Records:
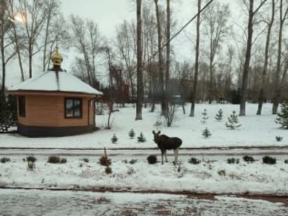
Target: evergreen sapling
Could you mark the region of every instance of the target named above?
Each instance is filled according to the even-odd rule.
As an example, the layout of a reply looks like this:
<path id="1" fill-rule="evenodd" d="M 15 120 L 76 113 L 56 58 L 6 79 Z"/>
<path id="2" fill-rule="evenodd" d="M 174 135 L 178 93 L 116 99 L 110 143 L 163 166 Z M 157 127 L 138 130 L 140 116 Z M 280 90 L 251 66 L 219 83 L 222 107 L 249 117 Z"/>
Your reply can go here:
<path id="1" fill-rule="evenodd" d="M 202 120 L 201 120 L 201 122 L 203 124 L 205 124 L 207 123 L 207 120 L 209 119 L 209 117 L 208 116 L 207 112 L 206 109 L 204 109 L 204 112 L 202 112 Z"/>
<path id="2" fill-rule="evenodd" d="M 140 133 L 140 136 L 137 137 L 139 143 L 145 143 L 146 142 L 146 139 L 144 137 L 144 135 L 142 132 Z"/>
<path id="3" fill-rule="evenodd" d="M 275 122 L 281 125 L 282 128 L 288 129 L 288 102 L 281 104 L 281 111 L 277 114 Z"/>
<path id="4" fill-rule="evenodd" d="M 133 129 L 131 129 L 130 131 L 129 131 L 129 136 L 130 139 L 133 139 L 135 136 L 135 132 L 134 132 Z"/>
<path id="5" fill-rule="evenodd" d="M 113 136 L 111 138 L 112 143 L 116 143 L 118 141 L 118 138 L 116 136 L 115 134 L 113 134 Z"/>
<path id="6" fill-rule="evenodd" d="M 217 121 L 222 121 L 223 119 L 223 111 L 221 109 L 218 110 L 218 112 L 216 113 L 216 116 L 215 116 L 215 120 Z"/>
<path id="7" fill-rule="evenodd" d="M 230 130 L 235 130 L 241 127 L 241 125 L 239 123 L 238 116 L 236 115 L 236 112 L 233 111 L 230 117 L 228 117 L 228 122 L 225 123 L 225 125 Z"/>
<path id="8" fill-rule="evenodd" d="M 204 138 L 208 138 L 210 136 L 212 135 L 212 134 L 210 132 L 208 128 L 206 128 L 202 132 L 202 135 Z"/>

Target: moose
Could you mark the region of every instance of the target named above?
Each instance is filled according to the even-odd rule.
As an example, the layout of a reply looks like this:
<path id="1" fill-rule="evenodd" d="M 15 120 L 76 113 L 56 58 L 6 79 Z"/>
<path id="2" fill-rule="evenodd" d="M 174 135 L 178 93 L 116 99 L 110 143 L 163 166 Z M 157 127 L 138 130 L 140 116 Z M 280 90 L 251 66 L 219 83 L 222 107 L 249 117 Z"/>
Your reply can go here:
<path id="1" fill-rule="evenodd" d="M 158 132 L 152 131 L 154 135 L 154 142 L 157 144 L 158 147 L 161 151 L 161 162 L 163 164 L 163 155 L 165 155 L 166 163 L 167 160 L 167 150 L 174 150 L 174 165 L 177 164 L 177 159 L 178 158 L 178 150 L 182 145 L 182 140 L 178 137 L 169 137 L 165 134 L 161 134 L 159 130 Z"/>

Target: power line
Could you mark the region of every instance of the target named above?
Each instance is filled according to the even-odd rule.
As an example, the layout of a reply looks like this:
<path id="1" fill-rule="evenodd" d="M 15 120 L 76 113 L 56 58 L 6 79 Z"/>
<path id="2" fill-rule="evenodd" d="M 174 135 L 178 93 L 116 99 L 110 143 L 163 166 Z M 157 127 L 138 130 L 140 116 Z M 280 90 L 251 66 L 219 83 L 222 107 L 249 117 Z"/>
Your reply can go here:
<path id="1" fill-rule="evenodd" d="M 204 10 L 214 0 L 211 0 L 208 3 L 207 3 L 205 6 L 204 6 L 194 16 L 193 16 L 185 25 L 184 25 L 178 32 L 177 32 L 171 38 L 170 38 L 170 39 L 167 42 L 166 42 L 166 43 L 164 44 L 164 45 L 161 47 L 160 50 L 163 49 L 168 45 L 169 43 L 170 43 L 176 36 L 178 36 L 178 34 L 180 34 L 181 32 L 183 31 L 184 29 L 186 28 L 198 16 L 198 14 L 201 14 L 202 11 Z M 154 57 L 158 52 L 159 51 L 156 51 L 150 58 L 149 58 L 148 61 L 149 61 L 151 58 Z"/>

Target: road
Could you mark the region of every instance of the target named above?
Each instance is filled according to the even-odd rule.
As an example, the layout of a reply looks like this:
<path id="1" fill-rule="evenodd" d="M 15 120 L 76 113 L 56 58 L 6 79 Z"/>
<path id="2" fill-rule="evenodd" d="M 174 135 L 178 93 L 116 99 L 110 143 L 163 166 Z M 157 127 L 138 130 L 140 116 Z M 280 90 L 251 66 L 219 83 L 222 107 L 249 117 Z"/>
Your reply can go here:
<path id="1" fill-rule="evenodd" d="M 287 215 L 283 203 L 228 196 L 0 189 L 1 215 Z"/>
<path id="2" fill-rule="evenodd" d="M 114 160 L 133 158 L 137 160 L 146 159 L 149 154 L 160 156 L 158 149 L 107 149 L 108 156 Z M 197 148 L 180 149 L 180 160 L 184 160 L 191 157 L 200 159 L 217 160 L 226 160 L 228 158 L 241 158 L 245 155 L 252 156 L 255 159 L 261 159 L 263 156 L 270 156 L 277 160 L 288 159 L 288 147 L 276 148 Z M 104 154 L 103 149 L 62 149 L 62 148 L 0 148 L 0 156 L 26 156 L 35 155 L 47 156 L 59 155 L 63 156 L 99 157 Z M 168 151 L 169 157 L 173 158 L 173 151 Z"/>

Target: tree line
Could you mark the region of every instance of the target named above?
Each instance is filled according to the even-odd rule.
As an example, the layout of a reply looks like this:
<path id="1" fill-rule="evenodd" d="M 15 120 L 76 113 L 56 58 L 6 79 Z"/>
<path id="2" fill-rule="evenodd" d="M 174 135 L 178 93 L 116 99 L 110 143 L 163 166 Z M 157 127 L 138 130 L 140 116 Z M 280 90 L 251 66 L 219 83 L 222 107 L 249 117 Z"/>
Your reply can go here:
<path id="1" fill-rule="evenodd" d="M 147 103 L 152 111 L 159 103 L 167 115 L 173 96 L 191 103 L 191 117 L 195 104 L 206 101 L 239 103 L 240 115 L 248 101 L 259 104 L 257 115 L 263 102 L 272 101 L 275 114 L 288 98 L 288 1 L 237 0 L 244 14 L 241 26 L 233 21 L 229 4 L 191 2 L 195 19 L 184 27 L 190 31 L 185 43 L 193 55 L 179 60 L 173 40 L 182 27 L 175 14 L 178 1 L 132 2 L 136 19 L 123 21 L 116 35 L 108 38 L 95 21 L 65 19 L 60 1 L 0 0 L 2 99 L 10 62 L 17 62 L 24 81 L 33 77 L 36 58 L 43 71 L 51 67 L 50 56 L 60 45 L 75 53 L 72 72 L 102 90 L 107 100 L 136 103 L 136 119 L 142 119 Z"/>

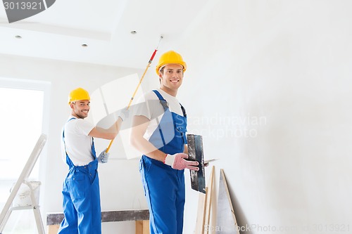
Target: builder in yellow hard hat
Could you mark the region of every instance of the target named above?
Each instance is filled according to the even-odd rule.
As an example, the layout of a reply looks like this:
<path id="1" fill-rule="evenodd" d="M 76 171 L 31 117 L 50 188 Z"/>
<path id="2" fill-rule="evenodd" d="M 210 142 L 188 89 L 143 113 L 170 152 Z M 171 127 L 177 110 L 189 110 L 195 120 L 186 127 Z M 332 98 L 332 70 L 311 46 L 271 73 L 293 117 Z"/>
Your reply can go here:
<path id="1" fill-rule="evenodd" d="M 151 233 L 182 233 L 184 169 L 199 170 L 197 162 L 185 160 L 187 119 L 176 98 L 186 69 L 178 53 L 163 53 L 156 66 L 160 89 L 145 95 L 146 105 L 140 105 L 132 119 L 130 141 L 143 154 L 140 172 L 149 206 Z"/>
<path id="2" fill-rule="evenodd" d="M 63 156 L 69 172 L 63 186 L 63 214 L 58 233 L 101 233 L 98 163 L 107 162 L 103 150 L 96 157 L 93 137 L 113 140 L 118 134 L 126 113 L 120 115 L 108 129 L 84 119 L 90 109 L 88 92 L 78 88 L 70 93 L 71 114 L 62 132 Z"/>

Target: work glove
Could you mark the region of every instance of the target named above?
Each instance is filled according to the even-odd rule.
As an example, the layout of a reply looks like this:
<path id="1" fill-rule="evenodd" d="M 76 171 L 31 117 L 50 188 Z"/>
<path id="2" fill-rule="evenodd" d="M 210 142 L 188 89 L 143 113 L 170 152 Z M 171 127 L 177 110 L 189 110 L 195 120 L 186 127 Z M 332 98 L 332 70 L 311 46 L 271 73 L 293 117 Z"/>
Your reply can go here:
<path id="1" fill-rule="evenodd" d="M 182 152 L 179 152 L 172 155 L 167 155 L 165 157 L 164 163 L 171 166 L 171 167 L 177 170 L 183 170 L 186 168 L 193 171 L 199 170 L 199 167 L 194 167 L 198 166 L 199 164 L 198 162 L 185 160 L 185 158 L 188 158 L 188 155 Z"/>
<path id="2" fill-rule="evenodd" d="M 103 150 L 98 157 L 98 162 L 101 163 L 108 162 L 110 152 L 106 152 L 106 149 Z"/>

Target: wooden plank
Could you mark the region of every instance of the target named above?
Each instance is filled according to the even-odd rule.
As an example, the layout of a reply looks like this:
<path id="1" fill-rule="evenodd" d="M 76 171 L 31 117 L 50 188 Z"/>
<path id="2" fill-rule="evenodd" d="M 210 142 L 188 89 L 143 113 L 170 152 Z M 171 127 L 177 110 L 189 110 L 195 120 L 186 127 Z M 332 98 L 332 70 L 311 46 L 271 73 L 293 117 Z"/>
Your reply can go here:
<path id="1" fill-rule="evenodd" d="M 204 233 L 204 222 L 205 222 L 205 215 L 206 215 L 206 194 L 199 193 L 199 197 L 198 198 L 198 211 L 197 211 L 197 218 L 196 220 L 196 228 L 195 234 L 203 234 Z"/>
<path id="2" fill-rule="evenodd" d="M 187 134 L 188 160 L 199 163 L 198 171 L 191 171 L 191 187 L 192 189 L 206 193 L 206 178 L 204 157 L 203 154 L 203 138 L 200 135 Z"/>
<path id="3" fill-rule="evenodd" d="M 218 198 L 216 233 L 239 234 L 234 207 L 231 202 L 229 188 L 226 183 L 224 170 L 220 169 L 219 195 Z"/>
<path id="4" fill-rule="evenodd" d="M 137 221 L 136 234 L 149 234 L 149 221 L 148 220 Z"/>
<path id="5" fill-rule="evenodd" d="M 60 224 L 63 219 L 63 213 L 46 214 L 47 226 Z M 148 209 L 126 209 L 101 212 L 101 222 L 118 222 L 149 219 L 149 211 Z"/>

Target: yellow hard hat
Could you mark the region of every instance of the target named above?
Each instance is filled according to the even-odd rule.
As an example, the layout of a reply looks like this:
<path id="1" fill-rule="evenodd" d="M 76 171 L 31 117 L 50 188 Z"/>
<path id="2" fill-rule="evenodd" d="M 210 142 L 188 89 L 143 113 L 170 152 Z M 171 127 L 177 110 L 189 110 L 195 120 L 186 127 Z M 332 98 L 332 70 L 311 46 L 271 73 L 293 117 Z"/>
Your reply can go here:
<path id="1" fill-rule="evenodd" d="M 75 102 L 79 100 L 90 100 L 89 93 L 87 90 L 82 88 L 73 89 L 68 96 L 68 105 L 71 104 L 72 102 Z"/>
<path id="2" fill-rule="evenodd" d="M 168 64 L 180 64 L 183 67 L 183 72 L 186 71 L 187 66 L 186 63 L 183 60 L 182 57 L 178 53 L 175 52 L 174 51 L 170 51 L 166 53 L 164 53 L 161 55 L 159 58 L 159 63 L 158 63 L 158 65 L 156 65 L 156 74 L 159 75 L 159 71 L 163 67 L 167 65 Z"/>

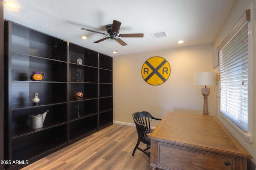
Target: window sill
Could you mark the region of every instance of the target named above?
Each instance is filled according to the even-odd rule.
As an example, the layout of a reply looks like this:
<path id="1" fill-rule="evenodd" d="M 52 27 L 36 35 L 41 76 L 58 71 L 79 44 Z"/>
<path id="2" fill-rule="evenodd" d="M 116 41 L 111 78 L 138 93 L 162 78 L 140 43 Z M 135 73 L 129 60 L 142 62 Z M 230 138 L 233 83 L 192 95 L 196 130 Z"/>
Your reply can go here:
<path id="1" fill-rule="evenodd" d="M 221 117 L 222 119 L 224 120 L 226 122 L 233 128 L 233 129 L 237 133 L 239 134 L 241 136 L 244 138 L 249 143 L 252 143 L 252 136 L 248 133 L 244 133 L 242 130 L 237 127 L 234 123 L 232 122 L 230 120 L 225 116 L 221 112 L 219 111 L 218 112 L 219 114 Z"/>

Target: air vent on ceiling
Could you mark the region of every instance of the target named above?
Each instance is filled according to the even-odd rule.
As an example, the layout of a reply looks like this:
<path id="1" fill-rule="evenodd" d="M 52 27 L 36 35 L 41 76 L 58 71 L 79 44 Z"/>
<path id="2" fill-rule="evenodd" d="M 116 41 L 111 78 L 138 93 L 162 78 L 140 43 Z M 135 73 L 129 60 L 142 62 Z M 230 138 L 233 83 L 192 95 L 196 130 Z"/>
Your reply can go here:
<path id="1" fill-rule="evenodd" d="M 155 39 L 156 38 L 160 38 L 161 37 L 166 37 L 167 36 L 167 34 L 166 34 L 166 31 L 164 31 L 163 32 L 156 32 L 155 33 L 152 33 L 151 34 L 154 39 Z"/>

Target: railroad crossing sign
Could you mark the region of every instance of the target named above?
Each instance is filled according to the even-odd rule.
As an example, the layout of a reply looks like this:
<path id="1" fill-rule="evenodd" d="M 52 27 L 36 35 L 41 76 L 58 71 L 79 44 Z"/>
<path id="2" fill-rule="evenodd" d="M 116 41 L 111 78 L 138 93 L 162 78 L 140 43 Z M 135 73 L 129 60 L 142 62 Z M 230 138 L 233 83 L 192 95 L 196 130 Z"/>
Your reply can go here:
<path id="1" fill-rule="evenodd" d="M 141 69 L 145 81 L 152 85 L 159 85 L 165 82 L 171 73 L 171 67 L 167 61 L 155 56 L 146 61 Z"/>

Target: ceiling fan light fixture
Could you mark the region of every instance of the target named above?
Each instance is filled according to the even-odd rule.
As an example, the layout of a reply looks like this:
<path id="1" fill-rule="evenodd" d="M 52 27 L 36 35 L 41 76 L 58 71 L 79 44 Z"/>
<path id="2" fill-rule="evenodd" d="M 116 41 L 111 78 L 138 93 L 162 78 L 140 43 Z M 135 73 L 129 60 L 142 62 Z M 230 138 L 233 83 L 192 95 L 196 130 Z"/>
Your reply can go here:
<path id="1" fill-rule="evenodd" d="M 86 36 L 82 36 L 82 37 L 81 37 L 81 38 L 82 39 L 84 39 L 84 40 L 85 40 L 85 39 L 86 39 L 86 38 L 87 38 L 86 37 Z"/>

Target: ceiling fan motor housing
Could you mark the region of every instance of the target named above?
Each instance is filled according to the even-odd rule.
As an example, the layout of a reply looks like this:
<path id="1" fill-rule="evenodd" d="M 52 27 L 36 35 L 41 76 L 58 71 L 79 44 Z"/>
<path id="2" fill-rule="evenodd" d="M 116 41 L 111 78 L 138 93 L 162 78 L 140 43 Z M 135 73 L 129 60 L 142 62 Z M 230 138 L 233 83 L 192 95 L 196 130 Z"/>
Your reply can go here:
<path id="1" fill-rule="evenodd" d="M 116 38 L 116 37 L 117 36 L 117 32 L 111 32 L 111 30 L 112 29 L 112 24 L 108 24 L 106 26 L 106 28 L 107 29 L 107 31 L 108 33 L 109 34 L 110 36 L 110 38 L 111 39 L 114 40 Z M 119 29 L 118 29 L 118 31 L 119 31 Z"/>

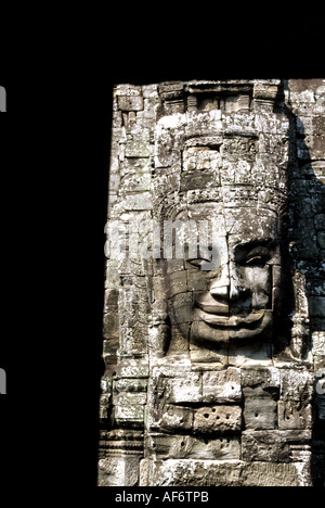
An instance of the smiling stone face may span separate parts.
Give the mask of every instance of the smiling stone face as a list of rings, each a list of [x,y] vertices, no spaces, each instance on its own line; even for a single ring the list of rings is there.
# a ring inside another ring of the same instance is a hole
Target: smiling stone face
[[[277,217],[252,207],[221,215],[219,208],[219,203],[188,207],[191,220],[205,220],[210,228],[208,245],[185,261],[190,297],[169,300],[174,325],[192,316],[190,338],[197,345],[270,341],[281,284]]]

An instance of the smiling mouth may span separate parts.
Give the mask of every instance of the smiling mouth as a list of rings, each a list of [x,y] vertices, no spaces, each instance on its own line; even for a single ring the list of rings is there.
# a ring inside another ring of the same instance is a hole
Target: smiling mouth
[[[248,316],[229,316],[229,313],[207,313],[197,308],[198,317],[207,325],[212,327],[226,327],[226,328],[252,328],[260,323],[263,319],[265,310],[257,310],[250,313]]]

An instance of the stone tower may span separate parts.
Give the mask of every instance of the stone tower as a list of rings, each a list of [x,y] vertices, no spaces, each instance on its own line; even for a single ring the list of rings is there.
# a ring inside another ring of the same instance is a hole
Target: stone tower
[[[324,484],[324,98],[115,87],[99,485]]]

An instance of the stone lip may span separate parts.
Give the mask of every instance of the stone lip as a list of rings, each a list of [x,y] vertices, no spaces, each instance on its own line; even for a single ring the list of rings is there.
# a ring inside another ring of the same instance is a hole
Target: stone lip
[[[264,310],[258,313],[250,313],[247,317],[243,316],[222,316],[220,314],[207,313],[202,309],[197,309],[197,315],[208,325],[217,327],[232,327],[232,328],[251,328],[252,326],[258,326],[264,315]]]

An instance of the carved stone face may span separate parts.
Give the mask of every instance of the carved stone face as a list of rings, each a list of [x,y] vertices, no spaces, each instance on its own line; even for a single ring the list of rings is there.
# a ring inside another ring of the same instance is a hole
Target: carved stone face
[[[190,322],[197,345],[270,341],[281,284],[275,213],[199,203],[188,206],[187,217],[211,225],[210,254],[186,256],[187,293],[169,300],[174,325],[182,329]]]

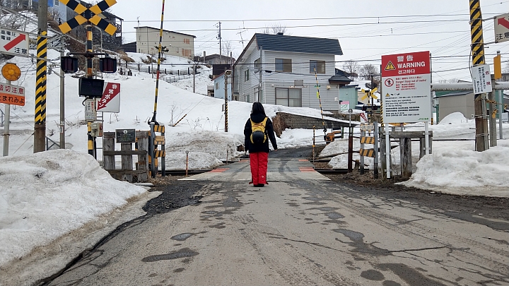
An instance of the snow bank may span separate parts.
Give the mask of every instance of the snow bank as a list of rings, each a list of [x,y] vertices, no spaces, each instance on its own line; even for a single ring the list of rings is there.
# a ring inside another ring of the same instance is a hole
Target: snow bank
[[[106,234],[78,247],[68,243],[133,219],[124,214],[112,225],[115,211],[147,196],[144,188],[113,179],[92,156],[69,150],[0,157],[0,285],[30,284],[63,268]],[[134,215],[144,213],[138,206]],[[83,228],[88,233],[73,234]],[[50,246],[56,241],[57,250]],[[33,261],[35,268],[27,267]]]
[[[434,148],[417,163],[417,171],[406,186],[448,193],[509,197],[509,142],[499,141],[498,147],[476,152],[463,144]]]
[[[439,124],[460,124],[467,122],[467,119],[461,112],[453,112],[440,120]]]

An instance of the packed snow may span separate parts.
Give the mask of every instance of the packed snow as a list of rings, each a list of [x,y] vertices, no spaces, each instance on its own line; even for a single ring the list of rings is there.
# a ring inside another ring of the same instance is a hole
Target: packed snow
[[[63,268],[158,195],[117,181],[71,150],[0,157],[0,285],[29,285]]]
[[[149,66],[140,64],[146,55],[129,56],[135,60],[129,66],[133,76],[104,75],[106,81],[119,83],[121,88],[120,112],[104,114],[105,131],[148,130],[155,76],[136,69],[139,64]],[[48,58],[58,57],[58,52],[48,51]],[[187,68],[186,63],[182,61],[168,56],[165,64],[168,68],[171,63],[178,64],[175,69]],[[18,57],[9,61],[21,68],[22,78],[12,84],[23,86],[27,97],[25,106],[11,106],[10,156],[0,159],[0,285],[31,285],[62,269],[120,224],[142,215],[141,205],[154,193],[112,179],[86,153],[83,98],[77,94],[78,79],[69,75],[65,78],[66,149],[33,154],[35,64]],[[186,151],[191,169],[211,169],[222,160],[244,154],[238,148],[243,143],[242,131],[252,105],[229,102],[228,132],[224,132],[224,100],[203,95],[211,84],[204,76],[208,72],[204,66],[201,75],[197,75],[196,93],[192,92],[191,78],[159,83],[156,120],[168,126],[167,169],[185,168]],[[47,91],[47,136],[58,142],[59,78],[55,73],[48,75]],[[320,110],[310,108],[266,105],[265,109],[269,117],[285,112],[321,118]],[[403,184],[450,193],[509,196],[509,189],[504,187],[509,142],[499,141],[498,147],[475,152],[474,122],[460,115],[451,114],[430,126],[435,140],[449,140],[433,141],[433,154],[419,160],[419,145],[413,144],[414,173]],[[416,124],[404,129],[423,131],[424,126]],[[358,129],[355,130],[358,135]],[[312,136],[312,130],[287,129],[277,138],[278,146],[310,146]],[[509,138],[507,124],[503,136]],[[0,144],[3,141],[4,136]],[[98,144],[101,146],[100,141]],[[332,156],[332,167],[346,168],[347,146],[346,139],[337,140],[320,156]],[[359,147],[355,143],[354,148]],[[397,174],[398,148],[392,149],[391,162],[393,174]],[[371,159],[366,158],[365,164],[373,169]]]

WHAT THE TASK REQUIRES —
Tally the lines of the listing above that contain the string "mouth", treating case as significant. Give only the number.

SOLUTION TO THE PROBLEM —
3